◆ Problem requirements:
Every record must be written out once more, with nothing added or omitted.

◆ Provided information:
============================================================
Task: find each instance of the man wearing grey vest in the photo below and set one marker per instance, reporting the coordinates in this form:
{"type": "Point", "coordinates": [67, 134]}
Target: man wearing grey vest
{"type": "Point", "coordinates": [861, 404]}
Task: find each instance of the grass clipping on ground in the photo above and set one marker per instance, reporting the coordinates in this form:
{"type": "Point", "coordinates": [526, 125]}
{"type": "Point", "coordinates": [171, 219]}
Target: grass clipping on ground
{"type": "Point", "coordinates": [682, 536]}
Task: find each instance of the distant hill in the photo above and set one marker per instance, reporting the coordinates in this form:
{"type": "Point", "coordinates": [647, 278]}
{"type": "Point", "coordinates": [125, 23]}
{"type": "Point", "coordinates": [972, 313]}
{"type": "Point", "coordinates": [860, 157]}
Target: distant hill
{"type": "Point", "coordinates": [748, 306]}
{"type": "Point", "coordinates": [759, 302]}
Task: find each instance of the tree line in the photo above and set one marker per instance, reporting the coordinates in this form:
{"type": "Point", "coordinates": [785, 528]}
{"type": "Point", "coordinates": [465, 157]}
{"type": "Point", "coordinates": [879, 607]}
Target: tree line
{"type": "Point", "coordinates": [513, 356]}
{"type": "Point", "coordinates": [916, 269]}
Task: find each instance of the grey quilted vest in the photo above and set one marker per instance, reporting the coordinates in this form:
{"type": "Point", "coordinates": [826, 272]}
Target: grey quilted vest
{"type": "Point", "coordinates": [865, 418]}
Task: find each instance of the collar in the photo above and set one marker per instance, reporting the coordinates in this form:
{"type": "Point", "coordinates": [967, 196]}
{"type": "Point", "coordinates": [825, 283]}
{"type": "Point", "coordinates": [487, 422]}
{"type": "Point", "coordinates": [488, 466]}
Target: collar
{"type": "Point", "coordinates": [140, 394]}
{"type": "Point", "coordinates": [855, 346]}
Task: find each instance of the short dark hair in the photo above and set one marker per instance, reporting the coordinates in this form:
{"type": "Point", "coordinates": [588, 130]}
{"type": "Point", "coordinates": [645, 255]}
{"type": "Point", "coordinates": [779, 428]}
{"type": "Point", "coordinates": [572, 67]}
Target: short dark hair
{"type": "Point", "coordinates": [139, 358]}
============================================================
◆ Worked answer:
Task: find each instance of the man wearing grey vest in the photo below and set one marker per instance, reporting the coordinates in this form:
{"type": "Point", "coordinates": [67, 134]}
Target: man wearing grey vest
{"type": "Point", "coordinates": [861, 404]}
Task: find each instance of the grass clipping on ground in the photo above and set one marker per instance, reporting the coordinates in this form:
{"type": "Point", "coordinates": [526, 125]}
{"type": "Point", "coordinates": [171, 219]}
Target: grass clipping on ground
{"type": "Point", "coordinates": [682, 536]}
Task: find each instance of the distant hill in the photo above and set one marker per instance, reporting the coordinates in this form:
{"type": "Point", "coordinates": [647, 278]}
{"type": "Point", "coordinates": [125, 23]}
{"type": "Point", "coordinates": [972, 313]}
{"type": "Point", "coordinates": [860, 157]}
Target: distant hill
{"type": "Point", "coordinates": [748, 306]}
{"type": "Point", "coordinates": [759, 302]}
Task: find each instance of the tree line in the photo above and set one marker per instance, reporting the coordinates in this form:
{"type": "Point", "coordinates": [785, 528]}
{"type": "Point", "coordinates": [465, 157]}
{"type": "Point", "coordinates": [879, 607]}
Target: tree line
{"type": "Point", "coordinates": [513, 356]}
{"type": "Point", "coordinates": [916, 269]}
Task: find each instance of the grey quilted vest in the photo above and set one marker per instance, reporting the coordinates in this form:
{"type": "Point", "coordinates": [826, 272]}
Target: grey quilted vest
{"type": "Point", "coordinates": [865, 418]}
Task: find each instance of the collar in the photo above and set one marker per instance, reporting the coordinates in this form:
{"type": "Point", "coordinates": [967, 196]}
{"type": "Point", "coordinates": [825, 283]}
{"type": "Point", "coordinates": [487, 422]}
{"type": "Point", "coordinates": [488, 466]}
Target: collar
{"type": "Point", "coordinates": [140, 394]}
{"type": "Point", "coordinates": [855, 346]}
Task: find each instance of the short dark hair in the photo above and set one marker per instance, reporting the coordinates in this form:
{"type": "Point", "coordinates": [588, 130]}
{"type": "Point", "coordinates": [645, 255]}
{"type": "Point", "coordinates": [779, 428]}
{"type": "Point", "coordinates": [572, 67]}
Target: short dark hair
{"type": "Point", "coordinates": [139, 358]}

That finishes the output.